Stored items:

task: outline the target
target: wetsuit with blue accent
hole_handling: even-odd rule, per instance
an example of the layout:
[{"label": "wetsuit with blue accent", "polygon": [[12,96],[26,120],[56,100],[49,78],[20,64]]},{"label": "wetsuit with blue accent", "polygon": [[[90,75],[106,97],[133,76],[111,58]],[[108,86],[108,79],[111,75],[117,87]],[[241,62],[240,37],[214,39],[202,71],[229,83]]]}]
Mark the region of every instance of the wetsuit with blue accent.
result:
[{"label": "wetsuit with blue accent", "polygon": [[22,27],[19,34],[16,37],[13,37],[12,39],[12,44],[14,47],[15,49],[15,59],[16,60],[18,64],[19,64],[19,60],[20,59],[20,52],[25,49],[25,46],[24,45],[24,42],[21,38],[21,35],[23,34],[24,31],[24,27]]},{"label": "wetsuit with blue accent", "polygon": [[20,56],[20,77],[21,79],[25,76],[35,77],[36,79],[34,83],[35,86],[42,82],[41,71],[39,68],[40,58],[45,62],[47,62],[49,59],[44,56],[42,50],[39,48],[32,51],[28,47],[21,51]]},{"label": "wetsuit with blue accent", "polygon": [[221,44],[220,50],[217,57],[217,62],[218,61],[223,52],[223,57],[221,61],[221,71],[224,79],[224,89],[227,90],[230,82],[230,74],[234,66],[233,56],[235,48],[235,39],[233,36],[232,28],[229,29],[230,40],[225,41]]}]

→ Short exercise: Copy out every one of the records above, word for word and line for line.

→ Written solution:
task: outline the target
target: wetsuit with blue accent
hole_handling: even-odd rule, per instance
an example of the layout:
[{"label": "wetsuit with blue accent", "polygon": [[12,96],[26,120],[56,100],[49,78],[20,64]]},{"label": "wetsuit with blue accent", "polygon": [[[90,75],[106,97],[133,76],[111,58]],[[108,86],[108,79],[111,75],[117,87]],[[241,62],[240,37],[214,39],[202,71],[229,83]]]}]
Mark the region of every instance of the wetsuit with blue accent.
result:
[{"label": "wetsuit with blue accent", "polygon": [[22,27],[19,34],[16,37],[13,37],[12,39],[12,44],[14,47],[15,49],[15,59],[16,60],[18,64],[19,64],[19,60],[20,59],[20,52],[25,49],[25,46],[24,45],[24,42],[21,38],[21,35],[23,34],[24,31],[24,27]]},{"label": "wetsuit with blue accent", "polygon": [[20,56],[20,77],[21,79],[25,76],[35,77],[36,79],[34,83],[35,86],[42,82],[41,71],[39,68],[40,58],[45,62],[47,62],[49,59],[44,56],[42,50],[39,48],[32,51],[28,47],[21,51]]},{"label": "wetsuit with blue accent", "polygon": [[221,44],[220,50],[217,57],[217,62],[218,61],[223,52],[223,57],[221,61],[221,71],[224,79],[224,89],[227,90],[230,82],[230,74],[234,66],[233,56],[235,48],[235,39],[233,36],[232,28],[229,29],[230,40],[225,41]]}]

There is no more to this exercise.